▶ _YOUR ASSIGNMENT_
Please give an exact transcription of the records shown below.

DATASET RECORDS: Begin

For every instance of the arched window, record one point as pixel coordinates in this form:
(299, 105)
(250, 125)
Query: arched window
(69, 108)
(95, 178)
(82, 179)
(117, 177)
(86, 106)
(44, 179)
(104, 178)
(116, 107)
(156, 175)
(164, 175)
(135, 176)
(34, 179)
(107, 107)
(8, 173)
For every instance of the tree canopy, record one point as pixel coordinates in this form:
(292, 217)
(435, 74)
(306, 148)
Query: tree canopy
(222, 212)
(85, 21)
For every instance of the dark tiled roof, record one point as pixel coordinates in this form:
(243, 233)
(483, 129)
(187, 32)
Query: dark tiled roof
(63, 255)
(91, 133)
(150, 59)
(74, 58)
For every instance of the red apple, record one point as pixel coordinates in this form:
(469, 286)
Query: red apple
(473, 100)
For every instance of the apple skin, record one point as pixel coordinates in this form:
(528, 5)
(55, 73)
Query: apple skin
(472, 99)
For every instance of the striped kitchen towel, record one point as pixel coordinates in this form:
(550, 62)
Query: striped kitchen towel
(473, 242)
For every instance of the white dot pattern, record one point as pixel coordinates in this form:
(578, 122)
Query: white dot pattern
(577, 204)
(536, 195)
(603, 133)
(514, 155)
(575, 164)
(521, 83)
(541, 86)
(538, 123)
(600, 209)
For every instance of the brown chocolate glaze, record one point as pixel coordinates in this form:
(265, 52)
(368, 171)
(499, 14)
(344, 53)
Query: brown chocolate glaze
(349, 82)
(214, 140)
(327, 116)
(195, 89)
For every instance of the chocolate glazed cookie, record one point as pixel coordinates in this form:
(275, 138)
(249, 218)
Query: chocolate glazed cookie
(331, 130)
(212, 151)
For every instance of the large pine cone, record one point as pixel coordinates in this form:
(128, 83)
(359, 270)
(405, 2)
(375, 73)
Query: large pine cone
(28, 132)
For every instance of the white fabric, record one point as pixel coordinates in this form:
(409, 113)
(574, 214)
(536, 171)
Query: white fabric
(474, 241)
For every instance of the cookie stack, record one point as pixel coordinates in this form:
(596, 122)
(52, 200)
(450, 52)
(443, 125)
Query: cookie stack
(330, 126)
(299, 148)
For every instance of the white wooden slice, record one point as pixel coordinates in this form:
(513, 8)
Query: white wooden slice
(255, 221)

DATASET RECORDS: End

▶ _RESPONSE TO THIS TASK_
For every instance of the arched window, record one point as pixel coordinates in this form:
(299, 105)
(250, 125)
Query: arched window
(69, 108)
(95, 178)
(82, 179)
(117, 177)
(86, 106)
(44, 179)
(104, 178)
(116, 107)
(156, 175)
(164, 175)
(135, 176)
(34, 179)
(107, 107)
(8, 173)
For every instance of the tree canopy, record one point as pixel coordinates in this form:
(292, 217)
(435, 74)
(306, 148)
Query: tree canopy
(222, 212)
(85, 21)
For every instance of the dark tiled roof, record one point as pixel coordinates in this form:
(243, 233)
(483, 129)
(187, 32)
Query: dark tiled roof
(63, 255)
(91, 133)
(150, 59)
(74, 58)
For every instance of the red apple, record one point as pixel coordinates in this form:
(469, 286)
Query: red apple
(473, 100)
For every instance of the apple skin, record one point as pixel coordinates in this form:
(528, 5)
(55, 73)
Query: apple skin
(472, 99)
For every instance of the striped kitchen towel, record one point as pixel coordinates in this form:
(550, 62)
Query: striped kitchen towel
(473, 242)
For every instance of the white dot pattern, record one point as pixel coordinates in this form:
(578, 122)
Query: white dot pattern
(577, 204)
(536, 195)
(603, 133)
(514, 155)
(575, 164)
(521, 83)
(541, 86)
(538, 123)
(600, 209)
For every instance of the brown chocolate glaze, record one point as pixel coordinates in this form:
(265, 52)
(368, 171)
(499, 14)
(344, 53)
Query: brown chocolate glaze
(349, 82)
(214, 140)
(327, 116)
(195, 89)
For every instance of the chocolate glazed cookie, record one point as pixel coordinates in this form:
(275, 138)
(249, 218)
Query: chocolate glazed cookie
(331, 130)
(212, 151)
For every instance of the large pine cone, record one point as pixel coordinates in this form:
(128, 83)
(359, 270)
(405, 2)
(375, 73)
Query: large pine cone
(28, 132)
For every instance of the white fabric, record one point as pixel coordinates in this form:
(409, 113)
(574, 214)
(536, 171)
Query: white fabric
(474, 241)
For every instance of the cookie stack, record one point as pixel coordinates in this form:
(596, 122)
(52, 200)
(450, 52)
(443, 125)
Query: cookie stack
(330, 126)
(299, 148)
For every instance of the white wooden slice, record one point as pixel coordinates in this form:
(513, 8)
Query: white wooden slice
(255, 221)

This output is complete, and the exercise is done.